The expected output is the complete listing, copied exactly.

--- Data extract ---
--------

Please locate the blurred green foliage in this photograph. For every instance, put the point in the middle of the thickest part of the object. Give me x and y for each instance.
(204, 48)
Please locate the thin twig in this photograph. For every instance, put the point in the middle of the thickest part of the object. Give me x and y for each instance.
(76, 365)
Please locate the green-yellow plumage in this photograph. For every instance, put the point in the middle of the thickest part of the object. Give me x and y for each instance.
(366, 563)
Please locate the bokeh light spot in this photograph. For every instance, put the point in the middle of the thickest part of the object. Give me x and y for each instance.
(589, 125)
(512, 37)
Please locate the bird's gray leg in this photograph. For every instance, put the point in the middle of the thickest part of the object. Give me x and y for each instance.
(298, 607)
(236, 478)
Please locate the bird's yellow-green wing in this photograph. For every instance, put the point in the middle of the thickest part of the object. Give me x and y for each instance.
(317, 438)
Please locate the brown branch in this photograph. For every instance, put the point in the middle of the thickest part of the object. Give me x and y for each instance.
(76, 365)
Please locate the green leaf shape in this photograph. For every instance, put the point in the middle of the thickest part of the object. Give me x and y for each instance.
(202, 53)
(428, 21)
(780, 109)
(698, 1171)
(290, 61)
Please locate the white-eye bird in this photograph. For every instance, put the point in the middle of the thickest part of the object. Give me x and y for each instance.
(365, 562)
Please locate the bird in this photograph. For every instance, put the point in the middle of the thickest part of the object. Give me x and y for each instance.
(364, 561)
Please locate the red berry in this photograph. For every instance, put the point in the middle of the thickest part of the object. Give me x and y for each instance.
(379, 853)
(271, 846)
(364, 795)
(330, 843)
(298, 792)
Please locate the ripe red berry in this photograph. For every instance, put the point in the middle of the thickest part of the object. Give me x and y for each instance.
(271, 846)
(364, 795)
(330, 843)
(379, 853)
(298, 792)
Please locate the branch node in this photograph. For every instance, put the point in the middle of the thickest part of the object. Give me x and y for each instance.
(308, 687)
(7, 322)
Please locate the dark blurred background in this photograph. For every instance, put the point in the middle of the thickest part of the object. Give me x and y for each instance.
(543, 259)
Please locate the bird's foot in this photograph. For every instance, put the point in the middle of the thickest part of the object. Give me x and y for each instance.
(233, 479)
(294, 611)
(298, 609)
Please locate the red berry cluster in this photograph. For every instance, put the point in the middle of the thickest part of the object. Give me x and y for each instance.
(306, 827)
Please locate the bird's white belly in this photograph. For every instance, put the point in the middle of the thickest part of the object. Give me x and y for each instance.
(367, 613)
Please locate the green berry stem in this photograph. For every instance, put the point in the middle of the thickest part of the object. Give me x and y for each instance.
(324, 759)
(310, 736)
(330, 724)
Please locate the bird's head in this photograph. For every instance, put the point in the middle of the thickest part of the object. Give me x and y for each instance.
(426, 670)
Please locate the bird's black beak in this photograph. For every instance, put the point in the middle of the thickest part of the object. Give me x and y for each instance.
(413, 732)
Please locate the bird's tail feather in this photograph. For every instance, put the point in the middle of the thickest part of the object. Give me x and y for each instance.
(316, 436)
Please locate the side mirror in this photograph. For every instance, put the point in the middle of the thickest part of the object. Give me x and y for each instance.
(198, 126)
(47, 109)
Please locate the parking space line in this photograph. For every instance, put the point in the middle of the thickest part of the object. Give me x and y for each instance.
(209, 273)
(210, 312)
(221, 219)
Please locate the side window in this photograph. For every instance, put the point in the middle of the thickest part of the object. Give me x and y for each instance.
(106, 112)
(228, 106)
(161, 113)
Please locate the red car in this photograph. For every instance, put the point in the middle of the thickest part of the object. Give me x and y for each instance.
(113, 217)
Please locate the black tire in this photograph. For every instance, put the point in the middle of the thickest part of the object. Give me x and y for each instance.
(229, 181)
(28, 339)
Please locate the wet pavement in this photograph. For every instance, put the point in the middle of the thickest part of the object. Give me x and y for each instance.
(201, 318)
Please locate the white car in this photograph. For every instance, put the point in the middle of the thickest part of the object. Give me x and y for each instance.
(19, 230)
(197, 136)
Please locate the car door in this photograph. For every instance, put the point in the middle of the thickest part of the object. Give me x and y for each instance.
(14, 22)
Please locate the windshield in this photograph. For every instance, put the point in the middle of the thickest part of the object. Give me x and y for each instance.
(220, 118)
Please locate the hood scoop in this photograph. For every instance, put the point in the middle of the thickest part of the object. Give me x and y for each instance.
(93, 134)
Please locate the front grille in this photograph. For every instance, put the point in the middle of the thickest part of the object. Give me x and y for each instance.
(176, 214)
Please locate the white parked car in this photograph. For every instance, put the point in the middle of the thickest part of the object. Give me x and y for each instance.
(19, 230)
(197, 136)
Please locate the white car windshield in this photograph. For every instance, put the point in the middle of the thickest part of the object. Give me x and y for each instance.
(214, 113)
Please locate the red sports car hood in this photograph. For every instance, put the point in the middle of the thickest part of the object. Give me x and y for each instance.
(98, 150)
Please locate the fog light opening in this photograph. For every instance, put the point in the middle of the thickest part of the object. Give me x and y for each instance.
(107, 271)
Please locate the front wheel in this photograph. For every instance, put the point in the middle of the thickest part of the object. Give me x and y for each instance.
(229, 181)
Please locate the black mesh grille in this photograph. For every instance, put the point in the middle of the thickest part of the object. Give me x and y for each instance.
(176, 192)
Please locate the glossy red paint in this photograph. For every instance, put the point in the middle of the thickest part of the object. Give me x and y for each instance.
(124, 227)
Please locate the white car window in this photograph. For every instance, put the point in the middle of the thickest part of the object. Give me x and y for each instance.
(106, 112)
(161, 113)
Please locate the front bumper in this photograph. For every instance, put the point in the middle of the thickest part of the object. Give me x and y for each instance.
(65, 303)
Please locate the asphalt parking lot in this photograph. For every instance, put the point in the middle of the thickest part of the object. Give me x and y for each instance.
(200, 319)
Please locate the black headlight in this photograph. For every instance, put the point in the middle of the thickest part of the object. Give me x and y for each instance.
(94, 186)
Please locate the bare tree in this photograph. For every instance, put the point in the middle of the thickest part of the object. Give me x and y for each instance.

--------

--- Response area ---
Please locate the blurred green foliage in this photograph. For every instance, put the point in the middle of the thickest part of the object. Give me x and y for each instance.
(204, 48)
Please locate the thin twig in this photograph. For every instance, put the point in the middle of the thickest part of the object. Give me x and y for each instance.
(76, 365)
Please locate the green-yellow plumage in this photograph. For every instance, put the point in the middle of the thickest part of the object. Give me x and y for each instance.
(366, 563)
Please locate the bokeh light spot in this photograph. For every instance, put the point in the middle of the thickest part of the object. Give me x and y for each instance.
(589, 125)
(512, 37)
Please locate the bird's gray leg in this photograph. For every instance, put the point in the middle of the thickest part of the object. Give me x and y for each instance.
(298, 607)
(236, 478)
Please locate the bird's yellow-green wing in this photograph. For every instance, put the point in the middle of the thickest part of the object. Give me x and y for each instance.
(317, 438)
Please locate the brown branch in this photograph. For every instance, put the point in the middle of the thickest part of the object. Give me x and y for each instance.
(76, 365)
Please locate the green leaf shape in this photograph. For every instance, put the point in the middle of the thickest part of the object. Give me x and y for each instance.
(202, 53)
(428, 21)
(780, 109)
(698, 1171)
(290, 61)
Please locate the white-eye bird in this photograph. For every instance, put the point in the middle of the thickest part of the object. Give me x and y for each instance.
(365, 562)
Please locate the bird in this photograph. For every instance, put the point in the middle of the thickest part of the object. Give me x and y for each instance.
(364, 561)
Please locate the red berry in this photograph. For every instance, put the point in the middle of the thickest part of the object. Give me x and y for each instance.
(379, 853)
(271, 846)
(364, 795)
(330, 843)
(298, 792)
Please locate the ripe red berry in this photograph. For every instance, put the point in the middle of the thickest part of the object. Give me x and y for each instance.
(271, 846)
(364, 795)
(330, 843)
(379, 853)
(298, 792)
Please locate the branch node in this photograph. For every instance, put the point in the middle of the thickest part of the object. Give me x and y for each instance.
(308, 687)
(7, 322)
Please locate the dark blurred background in this photograph. For every instance, put the point in the middle of the thickest part of the object. Give me x and y for each instance.
(543, 259)
Please locate the bird's foot in this photograph. For every instance, put the point in the middle of the thickest part of the object. Give me x and y for each instance.
(233, 479)
(294, 611)
(298, 609)
Please locate the red berry cluster in this photograph. For every instance, put the point in the middle of the thickest part of the object. Give me x and y for each instance.
(306, 827)
Please locate the bird's white belly in this photograph. For every instance, put the point in the middle of the thickest part of the object. Give me x and y for each instance.
(367, 613)
Please locate the green berry stem in this photograph. For every instance, put the point in the middle of the thickest part of the object. Give me x and y for each instance.
(324, 759)
(310, 736)
(330, 724)
Please locate the bird's head in this photograph. For every instance, put the point in the middle of the thickest part of the object. Give me x and y for each instance.
(426, 670)
Please locate the bird's black beak in this photograph. For every instance, put the point in the middle of the thickest part of the object. Give me x and y for each instance.
(413, 732)
Please locate the bird's tail feather in this photograph. For every instance, put the point in the middle of the thickest part of the object. Give me x and y for each instance.
(316, 436)
Please locate the side mirror in this photograph. For every instance, put the point in the middle of the thickest part of the object. Give me x and y for each instance.
(198, 126)
(47, 109)
Please locate the parking space line in this photograph. For every instance, put the point in the middle of the thickest part of the object. Give me x and y for each instance.
(209, 273)
(210, 312)
(221, 219)
Please locate the side window in this photograph. For every instance, put the point in the middle of the thickest part of the object. Give me x and y for each instance.
(106, 112)
(228, 106)
(161, 113)
Please locate the red car in this photograph. For every instance, put the point in the middle of the thickest part of the object. Give me x and y for each instance.
(113, 217)
Please locate the black tire in this photograph. For every instance, put the point in the middle of the thickest part of the object. Give me x and y for each instance.
(229, 181)
(28, 339)
Please locate the wet pavement in this photograph. For every instance, put the point in the middle of the thickest part of the object. Give me x and y for each instance.
(201, 318)
Please locate the white car in this photograph. For every instance, put the point in the middle of the thickest part of the object. Give me x and y for each instance.
(19, 230)
(197, 136)
Please locate the car door in this photograph. For every instance, put the point in the middle of the thickest part of the object. Give me x and y for each instance.
(14, 22)
Please locate the windshield in this photograph. For every instance, put the point in the middle of the thickest part of the object. Give me x and y for each instance.
(220, 118)
Please locate the hood scoop in this photograph. For every instance, put the point in the middle of the thickest part of the object. Give me x and y for each instance.
(93, 134)
Please locate the front grille in this photograph. For every instance, put the point in the middle of the thickest part of the object. Give me x and y for each instance.
(176, 214)
Please locate the white parked car in this photograph. For every instance, put the point in the middle of the thickest part of the object. Give me x and y for each instance.
(19, 230)
(197, 136)
Please locate the white car windshield in this photograph. For every instance, put the point in the middle of the thickest part of the object. Give me x and y for each instance.
(214, 113)
Please locate the red sports car hood in this photograph. For every instance, put the point in the middle of the thickest part of the object. Give me x and y for each instance.
(98, 150)
Please locate the fog light opening in this photograph. For every instance, put the point in the middle of the thickest part of the object. Give me x and y for each instance.
(107, 271)
Please locate the front wheel in this photograph. For every instance, put the point in the middle of the thickest part of the object. Give me x and y for each instance.
(229, 181)
Please locate the black mesh grille in this photograph. For every instance, put the point in the middle of the thickest part of the object. Give me x and y for each instance.
(176, 192)
Please locate the glossy red paint in this photograph. For every instance, put the point in the middle of the thickest part of the object. Give me x and y for each instance.
(124, 227)
Please locate the white car window in this photograph. For every instance, put the point in the middle of the thickest part of the object. Give me x and y for each instance.
(106, 112)
(161, 113)
Please locate the front bumper in this photograph. For every instance, put the point in the middle of the thickest part of the object. Give me x and y for each instance.
(65, 303)
Please locate the asphalt parking lot in this photograph. For every instance, put the point in the middle of the thickest part of the object. Give me x and y for each instance.
(200, 319)
Please locate the black headlight in this photograph. For every instance, put the point in the middle of the thickest part of the object. Give me x and y for each instance.
(94, 186)
Please locate the bare tree in this photograph. For every instance, put the point in the middle of the thickest part of the object. Give me x and y for each instance.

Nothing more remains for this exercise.